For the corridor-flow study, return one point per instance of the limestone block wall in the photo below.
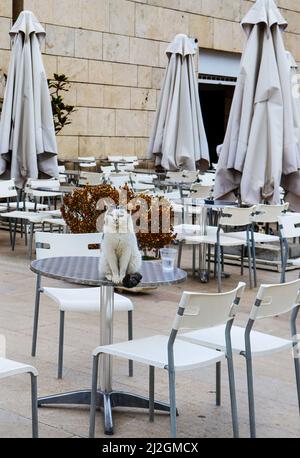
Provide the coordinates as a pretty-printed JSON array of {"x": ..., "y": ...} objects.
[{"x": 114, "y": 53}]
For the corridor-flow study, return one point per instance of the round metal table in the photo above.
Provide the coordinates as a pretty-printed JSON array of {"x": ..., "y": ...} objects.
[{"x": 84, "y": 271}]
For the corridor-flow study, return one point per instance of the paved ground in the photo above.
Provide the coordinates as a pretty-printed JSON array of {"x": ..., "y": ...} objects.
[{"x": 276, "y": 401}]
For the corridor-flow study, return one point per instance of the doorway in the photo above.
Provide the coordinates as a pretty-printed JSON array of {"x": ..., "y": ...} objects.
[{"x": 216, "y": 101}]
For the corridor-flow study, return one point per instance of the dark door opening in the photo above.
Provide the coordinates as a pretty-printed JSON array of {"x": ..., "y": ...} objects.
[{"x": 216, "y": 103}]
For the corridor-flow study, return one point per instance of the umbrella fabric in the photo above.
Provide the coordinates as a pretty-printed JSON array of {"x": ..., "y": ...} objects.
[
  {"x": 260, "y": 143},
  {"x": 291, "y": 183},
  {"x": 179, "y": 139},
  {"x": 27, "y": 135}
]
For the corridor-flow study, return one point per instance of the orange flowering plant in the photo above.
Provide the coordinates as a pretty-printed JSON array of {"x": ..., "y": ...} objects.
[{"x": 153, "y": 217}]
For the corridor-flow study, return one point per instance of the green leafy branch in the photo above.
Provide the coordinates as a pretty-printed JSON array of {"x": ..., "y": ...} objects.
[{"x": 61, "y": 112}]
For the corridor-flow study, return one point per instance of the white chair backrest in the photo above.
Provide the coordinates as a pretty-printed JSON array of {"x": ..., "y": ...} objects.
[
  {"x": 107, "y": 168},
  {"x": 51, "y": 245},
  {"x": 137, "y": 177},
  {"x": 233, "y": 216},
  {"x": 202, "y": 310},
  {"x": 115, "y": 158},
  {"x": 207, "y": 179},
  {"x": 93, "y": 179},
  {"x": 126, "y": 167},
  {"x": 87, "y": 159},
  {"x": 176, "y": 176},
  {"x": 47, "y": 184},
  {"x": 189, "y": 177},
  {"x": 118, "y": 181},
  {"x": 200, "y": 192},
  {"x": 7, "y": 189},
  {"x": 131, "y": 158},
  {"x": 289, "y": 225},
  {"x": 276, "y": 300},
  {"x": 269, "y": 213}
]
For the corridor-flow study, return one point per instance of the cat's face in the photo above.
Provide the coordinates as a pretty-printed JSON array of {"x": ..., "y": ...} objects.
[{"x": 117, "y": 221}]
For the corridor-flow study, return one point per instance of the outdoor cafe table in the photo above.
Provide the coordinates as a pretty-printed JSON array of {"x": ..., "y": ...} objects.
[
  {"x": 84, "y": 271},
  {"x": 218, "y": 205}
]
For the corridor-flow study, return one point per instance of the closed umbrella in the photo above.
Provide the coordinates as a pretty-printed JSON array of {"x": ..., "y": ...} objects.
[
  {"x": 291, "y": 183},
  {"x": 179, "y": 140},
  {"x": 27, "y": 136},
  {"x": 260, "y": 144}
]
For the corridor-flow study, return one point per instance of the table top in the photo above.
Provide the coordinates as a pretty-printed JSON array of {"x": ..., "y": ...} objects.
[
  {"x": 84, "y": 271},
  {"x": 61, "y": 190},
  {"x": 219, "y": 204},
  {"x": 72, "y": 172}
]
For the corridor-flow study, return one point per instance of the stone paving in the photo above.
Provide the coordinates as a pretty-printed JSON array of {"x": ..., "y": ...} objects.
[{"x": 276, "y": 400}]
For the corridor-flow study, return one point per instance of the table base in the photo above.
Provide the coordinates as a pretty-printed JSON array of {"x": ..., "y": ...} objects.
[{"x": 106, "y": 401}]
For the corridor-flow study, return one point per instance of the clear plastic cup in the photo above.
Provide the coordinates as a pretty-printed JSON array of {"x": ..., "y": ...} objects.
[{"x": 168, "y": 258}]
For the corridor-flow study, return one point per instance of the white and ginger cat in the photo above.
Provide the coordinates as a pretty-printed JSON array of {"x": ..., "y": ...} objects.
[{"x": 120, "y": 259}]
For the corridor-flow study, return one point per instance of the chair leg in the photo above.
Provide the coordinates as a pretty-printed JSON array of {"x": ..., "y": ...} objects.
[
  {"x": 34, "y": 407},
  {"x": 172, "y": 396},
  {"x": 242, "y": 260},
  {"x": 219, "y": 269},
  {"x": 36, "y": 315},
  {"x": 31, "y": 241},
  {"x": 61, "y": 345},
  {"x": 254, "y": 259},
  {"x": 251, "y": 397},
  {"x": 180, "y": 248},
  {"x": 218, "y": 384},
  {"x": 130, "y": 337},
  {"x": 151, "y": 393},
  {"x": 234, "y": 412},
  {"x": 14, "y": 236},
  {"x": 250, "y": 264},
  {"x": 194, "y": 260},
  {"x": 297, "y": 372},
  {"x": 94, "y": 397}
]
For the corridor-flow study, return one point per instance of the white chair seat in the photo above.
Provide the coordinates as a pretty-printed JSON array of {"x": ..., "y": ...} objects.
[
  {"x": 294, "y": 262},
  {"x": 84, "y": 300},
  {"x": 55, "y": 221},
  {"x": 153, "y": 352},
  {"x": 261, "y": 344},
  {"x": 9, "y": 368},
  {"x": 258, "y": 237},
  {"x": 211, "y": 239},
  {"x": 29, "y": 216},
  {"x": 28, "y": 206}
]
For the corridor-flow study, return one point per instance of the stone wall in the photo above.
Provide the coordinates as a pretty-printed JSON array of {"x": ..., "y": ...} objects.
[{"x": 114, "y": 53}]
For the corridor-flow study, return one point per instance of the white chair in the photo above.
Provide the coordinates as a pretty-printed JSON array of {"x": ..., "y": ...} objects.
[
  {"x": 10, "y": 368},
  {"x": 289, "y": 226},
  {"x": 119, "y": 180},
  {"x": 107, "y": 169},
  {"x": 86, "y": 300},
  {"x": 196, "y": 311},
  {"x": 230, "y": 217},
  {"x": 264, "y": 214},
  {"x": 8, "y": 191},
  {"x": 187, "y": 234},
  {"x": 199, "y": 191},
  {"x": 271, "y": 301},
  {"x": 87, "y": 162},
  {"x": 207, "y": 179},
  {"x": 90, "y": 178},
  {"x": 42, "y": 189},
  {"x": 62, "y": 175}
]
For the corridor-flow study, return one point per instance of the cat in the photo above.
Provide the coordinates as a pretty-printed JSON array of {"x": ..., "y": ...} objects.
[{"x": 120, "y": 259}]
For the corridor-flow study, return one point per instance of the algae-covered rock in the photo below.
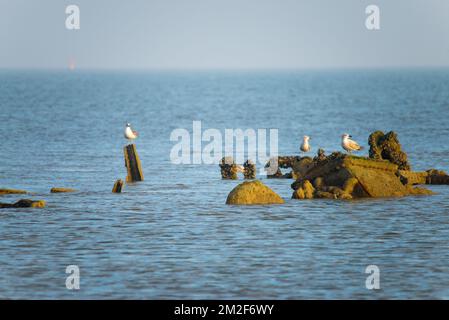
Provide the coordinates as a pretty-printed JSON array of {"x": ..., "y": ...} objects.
───
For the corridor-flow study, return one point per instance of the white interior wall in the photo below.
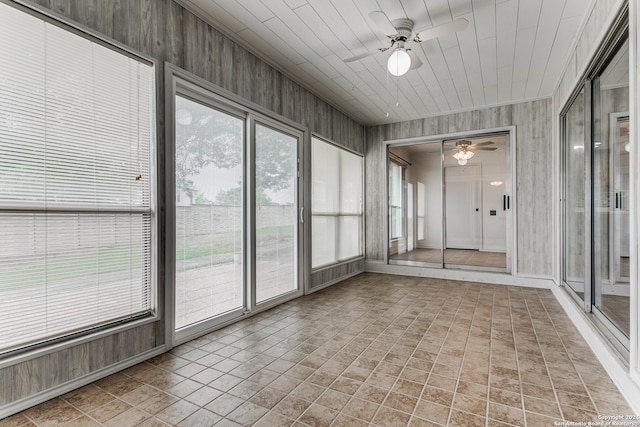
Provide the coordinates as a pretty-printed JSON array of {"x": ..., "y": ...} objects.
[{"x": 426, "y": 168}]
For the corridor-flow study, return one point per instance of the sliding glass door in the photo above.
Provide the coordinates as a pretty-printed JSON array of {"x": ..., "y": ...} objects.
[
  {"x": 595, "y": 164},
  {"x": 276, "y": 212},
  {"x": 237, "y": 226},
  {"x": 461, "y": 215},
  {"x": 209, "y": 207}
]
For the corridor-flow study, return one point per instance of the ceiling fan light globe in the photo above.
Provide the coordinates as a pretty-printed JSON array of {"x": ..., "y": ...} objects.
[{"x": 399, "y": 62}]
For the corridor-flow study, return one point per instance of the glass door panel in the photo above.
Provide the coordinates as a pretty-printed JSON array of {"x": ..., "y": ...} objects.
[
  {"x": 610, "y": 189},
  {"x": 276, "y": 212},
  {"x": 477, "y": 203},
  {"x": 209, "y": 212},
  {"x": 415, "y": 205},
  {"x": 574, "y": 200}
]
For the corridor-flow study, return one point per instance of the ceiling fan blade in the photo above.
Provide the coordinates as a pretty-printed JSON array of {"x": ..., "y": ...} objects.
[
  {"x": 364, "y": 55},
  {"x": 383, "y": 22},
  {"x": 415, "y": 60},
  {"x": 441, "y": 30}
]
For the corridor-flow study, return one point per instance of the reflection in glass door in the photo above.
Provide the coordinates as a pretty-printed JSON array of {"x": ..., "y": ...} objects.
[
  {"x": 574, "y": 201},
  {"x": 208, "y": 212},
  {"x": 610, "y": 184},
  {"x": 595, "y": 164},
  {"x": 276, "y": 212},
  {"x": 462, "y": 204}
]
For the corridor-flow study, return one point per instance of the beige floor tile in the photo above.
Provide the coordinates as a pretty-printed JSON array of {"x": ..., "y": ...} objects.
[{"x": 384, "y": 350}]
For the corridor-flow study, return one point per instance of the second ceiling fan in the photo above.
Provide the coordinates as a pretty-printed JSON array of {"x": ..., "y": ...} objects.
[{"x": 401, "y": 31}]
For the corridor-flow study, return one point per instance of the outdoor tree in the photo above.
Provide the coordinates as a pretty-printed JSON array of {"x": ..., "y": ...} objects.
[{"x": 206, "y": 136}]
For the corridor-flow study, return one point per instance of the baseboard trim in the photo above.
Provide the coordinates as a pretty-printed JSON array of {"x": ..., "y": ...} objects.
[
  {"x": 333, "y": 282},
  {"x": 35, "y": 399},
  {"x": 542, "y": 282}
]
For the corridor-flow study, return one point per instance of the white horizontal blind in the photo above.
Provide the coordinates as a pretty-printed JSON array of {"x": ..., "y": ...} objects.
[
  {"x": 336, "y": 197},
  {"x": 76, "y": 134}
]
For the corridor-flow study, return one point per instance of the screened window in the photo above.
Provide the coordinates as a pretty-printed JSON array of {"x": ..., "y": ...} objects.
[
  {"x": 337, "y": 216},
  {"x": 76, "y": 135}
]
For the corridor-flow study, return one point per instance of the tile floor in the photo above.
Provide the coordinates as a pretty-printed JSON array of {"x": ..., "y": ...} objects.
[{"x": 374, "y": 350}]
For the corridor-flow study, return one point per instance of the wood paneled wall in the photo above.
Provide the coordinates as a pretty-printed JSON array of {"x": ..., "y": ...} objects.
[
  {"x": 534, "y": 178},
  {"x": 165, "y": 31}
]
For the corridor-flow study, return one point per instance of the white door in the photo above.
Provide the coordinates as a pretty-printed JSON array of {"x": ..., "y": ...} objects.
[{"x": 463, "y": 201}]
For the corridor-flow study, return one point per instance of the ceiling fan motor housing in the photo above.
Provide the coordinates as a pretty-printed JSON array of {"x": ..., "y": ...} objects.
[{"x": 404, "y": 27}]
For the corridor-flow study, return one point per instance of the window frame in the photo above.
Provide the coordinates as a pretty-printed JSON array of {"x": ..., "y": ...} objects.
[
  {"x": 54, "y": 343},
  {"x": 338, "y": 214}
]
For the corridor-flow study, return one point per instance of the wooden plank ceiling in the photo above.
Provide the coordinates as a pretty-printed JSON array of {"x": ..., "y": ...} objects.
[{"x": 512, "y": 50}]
───
> 作業内容: 上の記録から、文字列「glass」を含む行をすべて抜き出し、そのまま書き写してください。

> 最終回答:
For the corridor-flow study, return one point per instance of the sliding glass door in the photo above.
For the corridor-flow study, return one point per instance of the glass door panel in the photo above.
For the corridor-flow study, return one point per instance of the reflection in glass door in the photo above.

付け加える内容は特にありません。